**Your instructions**
Copy out, word for word, every line from the one holding "Where can the striped" through the last line of the listing, both ends included.

**Material supplied**
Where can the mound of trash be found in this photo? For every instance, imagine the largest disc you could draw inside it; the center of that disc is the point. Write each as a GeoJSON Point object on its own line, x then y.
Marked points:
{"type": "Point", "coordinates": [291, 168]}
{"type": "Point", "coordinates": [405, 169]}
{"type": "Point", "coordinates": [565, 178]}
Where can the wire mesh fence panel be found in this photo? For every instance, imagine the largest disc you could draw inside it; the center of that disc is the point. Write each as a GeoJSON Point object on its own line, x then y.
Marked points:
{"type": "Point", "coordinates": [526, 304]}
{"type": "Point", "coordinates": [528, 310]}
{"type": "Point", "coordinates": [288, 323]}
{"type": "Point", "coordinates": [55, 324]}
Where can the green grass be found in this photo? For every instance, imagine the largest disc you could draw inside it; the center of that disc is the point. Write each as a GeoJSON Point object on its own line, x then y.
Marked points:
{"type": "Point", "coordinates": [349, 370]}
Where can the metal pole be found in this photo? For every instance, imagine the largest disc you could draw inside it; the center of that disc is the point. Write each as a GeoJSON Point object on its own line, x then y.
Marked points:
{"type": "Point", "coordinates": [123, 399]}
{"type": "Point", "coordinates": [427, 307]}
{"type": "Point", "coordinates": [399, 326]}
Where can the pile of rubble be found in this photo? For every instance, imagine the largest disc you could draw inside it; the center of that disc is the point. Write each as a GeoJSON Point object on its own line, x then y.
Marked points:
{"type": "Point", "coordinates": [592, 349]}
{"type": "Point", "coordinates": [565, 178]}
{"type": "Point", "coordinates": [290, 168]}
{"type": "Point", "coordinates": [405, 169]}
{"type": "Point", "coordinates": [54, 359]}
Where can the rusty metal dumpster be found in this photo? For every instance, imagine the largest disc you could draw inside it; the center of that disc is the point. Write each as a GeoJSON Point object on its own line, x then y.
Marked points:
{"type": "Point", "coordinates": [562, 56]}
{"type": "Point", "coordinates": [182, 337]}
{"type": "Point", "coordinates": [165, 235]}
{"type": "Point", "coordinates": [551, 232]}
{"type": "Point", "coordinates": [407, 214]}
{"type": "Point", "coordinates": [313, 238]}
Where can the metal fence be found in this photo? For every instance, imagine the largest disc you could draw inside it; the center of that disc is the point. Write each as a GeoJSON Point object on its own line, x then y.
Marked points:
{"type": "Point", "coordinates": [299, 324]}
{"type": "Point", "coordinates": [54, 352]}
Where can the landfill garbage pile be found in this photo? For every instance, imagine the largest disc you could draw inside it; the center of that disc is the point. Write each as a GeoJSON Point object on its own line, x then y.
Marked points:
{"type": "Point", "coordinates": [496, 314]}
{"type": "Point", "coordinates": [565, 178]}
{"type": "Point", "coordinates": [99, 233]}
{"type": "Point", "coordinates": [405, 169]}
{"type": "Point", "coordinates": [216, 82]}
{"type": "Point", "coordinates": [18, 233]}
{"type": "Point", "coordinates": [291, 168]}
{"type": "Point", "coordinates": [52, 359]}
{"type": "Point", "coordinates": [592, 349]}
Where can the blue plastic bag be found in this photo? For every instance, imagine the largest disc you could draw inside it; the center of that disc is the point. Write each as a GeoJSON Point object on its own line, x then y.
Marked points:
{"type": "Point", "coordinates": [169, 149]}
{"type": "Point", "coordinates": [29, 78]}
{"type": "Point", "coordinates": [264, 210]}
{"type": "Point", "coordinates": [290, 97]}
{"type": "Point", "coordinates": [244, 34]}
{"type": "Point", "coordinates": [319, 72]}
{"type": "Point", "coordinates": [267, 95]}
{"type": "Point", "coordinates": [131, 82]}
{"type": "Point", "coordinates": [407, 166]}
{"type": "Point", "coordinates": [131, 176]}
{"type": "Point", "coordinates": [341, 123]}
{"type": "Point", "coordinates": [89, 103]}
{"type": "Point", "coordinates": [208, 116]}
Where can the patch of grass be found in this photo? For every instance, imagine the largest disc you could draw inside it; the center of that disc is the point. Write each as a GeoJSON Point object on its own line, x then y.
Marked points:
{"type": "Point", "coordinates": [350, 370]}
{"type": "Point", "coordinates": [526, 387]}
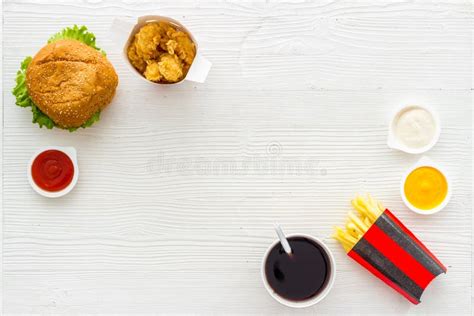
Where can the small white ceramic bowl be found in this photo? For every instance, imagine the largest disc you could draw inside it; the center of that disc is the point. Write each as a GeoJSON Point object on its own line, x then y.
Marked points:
{"type": "Point", "coordinates": [425, 162]}
{"type": "Point", "coordinates": [394, 143]}
{"type": "Point", "coordinates": [313, 300]}
{"type": "Point", "coordinates": [72, 154]}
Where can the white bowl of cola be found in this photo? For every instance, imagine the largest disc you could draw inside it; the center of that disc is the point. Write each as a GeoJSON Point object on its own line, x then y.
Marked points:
{"type": "Point", "coordinates": [302, 277]}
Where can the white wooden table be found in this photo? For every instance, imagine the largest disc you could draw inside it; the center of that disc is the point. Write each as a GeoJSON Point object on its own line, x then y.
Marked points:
{"type": "Point", "coordinates": [180, 186]}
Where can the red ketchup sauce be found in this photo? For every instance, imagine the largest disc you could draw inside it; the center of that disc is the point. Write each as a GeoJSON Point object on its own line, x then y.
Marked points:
{"type": "Point", "coordinates": [52, 170]}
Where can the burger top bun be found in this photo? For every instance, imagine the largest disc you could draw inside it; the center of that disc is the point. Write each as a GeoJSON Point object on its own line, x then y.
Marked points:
{"type": "Point", "coordinates": [70, 81]}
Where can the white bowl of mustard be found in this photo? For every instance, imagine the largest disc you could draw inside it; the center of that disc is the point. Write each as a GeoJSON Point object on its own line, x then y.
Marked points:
{"type": "Point", "coordinates": [425, 188]}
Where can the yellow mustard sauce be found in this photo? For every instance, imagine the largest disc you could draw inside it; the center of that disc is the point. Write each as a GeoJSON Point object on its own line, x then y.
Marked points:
{"type": "Point", "coordinates": [426, 188]}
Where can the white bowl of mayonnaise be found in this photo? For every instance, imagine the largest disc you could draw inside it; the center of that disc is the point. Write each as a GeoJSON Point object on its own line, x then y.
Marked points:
{"type": "Point", "coordinates": [414, 129]}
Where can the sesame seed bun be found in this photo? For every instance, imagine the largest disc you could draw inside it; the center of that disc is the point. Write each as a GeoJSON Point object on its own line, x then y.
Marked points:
{"type": "Point", "coordinates": [70, 81]}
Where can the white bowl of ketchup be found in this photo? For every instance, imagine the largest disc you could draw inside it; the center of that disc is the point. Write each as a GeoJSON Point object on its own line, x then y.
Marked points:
{"type": "Point", "coordinates": [53, 171]}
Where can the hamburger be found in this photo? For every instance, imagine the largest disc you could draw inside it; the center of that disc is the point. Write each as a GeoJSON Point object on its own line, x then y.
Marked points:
{"type": "Point", "coordinates": [68, 82]}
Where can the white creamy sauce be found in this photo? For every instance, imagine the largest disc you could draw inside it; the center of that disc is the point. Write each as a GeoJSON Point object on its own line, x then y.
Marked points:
{"type": "Point", "coordinates": [415, 127]}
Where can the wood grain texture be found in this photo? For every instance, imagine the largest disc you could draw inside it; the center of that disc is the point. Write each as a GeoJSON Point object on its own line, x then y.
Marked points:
{"type": "Point", "coordinates": [180, 186]}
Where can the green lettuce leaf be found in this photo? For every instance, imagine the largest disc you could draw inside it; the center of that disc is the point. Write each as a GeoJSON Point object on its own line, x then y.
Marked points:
{"type": "Point", "coordinates": [76, 33]}
{"type": "Point", "coordinates": [20, 91]}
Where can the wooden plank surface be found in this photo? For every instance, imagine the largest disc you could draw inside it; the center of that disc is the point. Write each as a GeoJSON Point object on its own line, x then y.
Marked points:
{"type": "Point", "coordinates": [180, 186]}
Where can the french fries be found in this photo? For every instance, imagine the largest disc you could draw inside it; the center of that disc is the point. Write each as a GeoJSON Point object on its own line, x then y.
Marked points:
{"type": "Point", "coordinates": [368, 210]}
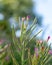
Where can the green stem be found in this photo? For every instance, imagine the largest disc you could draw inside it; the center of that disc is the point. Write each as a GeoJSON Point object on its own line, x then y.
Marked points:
{"type": "Point", "coordinates": [22, 59]}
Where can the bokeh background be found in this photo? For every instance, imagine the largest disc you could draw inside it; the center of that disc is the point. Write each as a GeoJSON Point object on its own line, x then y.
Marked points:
{"type": "Point", "coordinates": [11, 10]}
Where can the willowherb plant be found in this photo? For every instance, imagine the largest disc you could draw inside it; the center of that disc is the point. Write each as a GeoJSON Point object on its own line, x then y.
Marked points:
{"type": "Point", "coordinates": [25, 50]}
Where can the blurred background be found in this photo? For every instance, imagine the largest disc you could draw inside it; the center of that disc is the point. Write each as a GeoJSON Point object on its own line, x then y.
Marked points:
{"type": "Point", "coordinates": [11, 10]}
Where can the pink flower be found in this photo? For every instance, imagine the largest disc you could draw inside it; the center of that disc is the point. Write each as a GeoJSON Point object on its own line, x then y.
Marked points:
{"type": "Point", "coordinates": [50, 52]}
{"type": "Point", "coordinates": [7, 58]}
{"type": "Point", "coordinates": [48, 38]}
{"type": "Point", "coordinates": [36, 52]}
{"type": "Point", "coordinates": [28, 17]}
{"type": "Point", "coordinates": [1, 42]}
{"type": "Point", "coordinates": [23, 18]}
{"type": "Point", "coordinates": [40, 41]}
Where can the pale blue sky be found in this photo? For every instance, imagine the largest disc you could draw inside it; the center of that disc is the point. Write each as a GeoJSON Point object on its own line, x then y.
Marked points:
{"type": "Point", "coordinates": [44, 8]}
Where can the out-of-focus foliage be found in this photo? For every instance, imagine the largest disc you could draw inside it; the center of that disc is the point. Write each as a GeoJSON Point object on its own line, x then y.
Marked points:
{"type": "Point", "coordinates": [16, 7]}
{"type": "Point", "coordinates": [26, 50]}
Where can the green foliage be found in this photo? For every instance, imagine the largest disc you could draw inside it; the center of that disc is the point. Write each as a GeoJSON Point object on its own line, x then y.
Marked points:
{"type": "Point", "coordinates": [26, 50]}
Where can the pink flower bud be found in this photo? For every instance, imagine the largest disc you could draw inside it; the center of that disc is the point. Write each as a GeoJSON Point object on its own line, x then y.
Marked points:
{"type": "Point", "coordinates": [28, 17]}
{"type": "Point", "coordinates": [1, 42]}
{"type": "Point", "coordinates": [50, 52]}
{"type": "Point", "coordinates": [48, 38]}
{"type": "Point", "coordinates": [23, 18]}
{"type": "Point", "coordinates": [7, 58]}
{"type": "Point", "coordinates": [40, 41]}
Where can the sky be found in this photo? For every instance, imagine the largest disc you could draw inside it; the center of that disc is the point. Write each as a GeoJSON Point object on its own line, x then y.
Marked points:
{"type": "Point", "coordinates": [44, 8]}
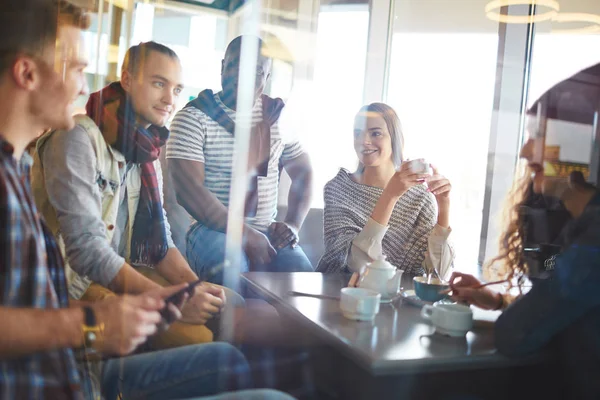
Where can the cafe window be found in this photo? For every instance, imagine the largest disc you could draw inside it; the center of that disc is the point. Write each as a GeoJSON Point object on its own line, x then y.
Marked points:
{"type": "Point", "coordinates": [442, 78]}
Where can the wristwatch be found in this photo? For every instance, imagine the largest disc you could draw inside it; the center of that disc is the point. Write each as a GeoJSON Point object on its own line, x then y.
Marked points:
{"type": "Point", "coordinates": [92, 331]}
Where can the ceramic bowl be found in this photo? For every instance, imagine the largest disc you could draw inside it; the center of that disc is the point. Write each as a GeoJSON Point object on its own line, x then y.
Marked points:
{"type": "Point", "coordinates": [429, 291]}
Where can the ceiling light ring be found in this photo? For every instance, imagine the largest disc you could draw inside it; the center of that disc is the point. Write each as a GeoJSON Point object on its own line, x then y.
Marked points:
{"type": "Point", "coordinates": [494, 5]}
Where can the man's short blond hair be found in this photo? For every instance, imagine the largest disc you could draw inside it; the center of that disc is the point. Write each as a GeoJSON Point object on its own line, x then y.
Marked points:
{"type": "Point", "coordinates": [28, 26]}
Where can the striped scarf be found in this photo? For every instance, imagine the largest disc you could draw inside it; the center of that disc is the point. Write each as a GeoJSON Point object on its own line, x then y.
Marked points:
{"type": "Point", "coordinates": [111, 110]}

**Response**
Where can the striped scarf be found in this photo? For every instance, imagine the largest disc you could draw inside it; the center of that disc is the point. Write each as a GeoJSON Point object on its own line, x then y.
Marked points:
{"type": "Point", "coordinates": [111, 110]}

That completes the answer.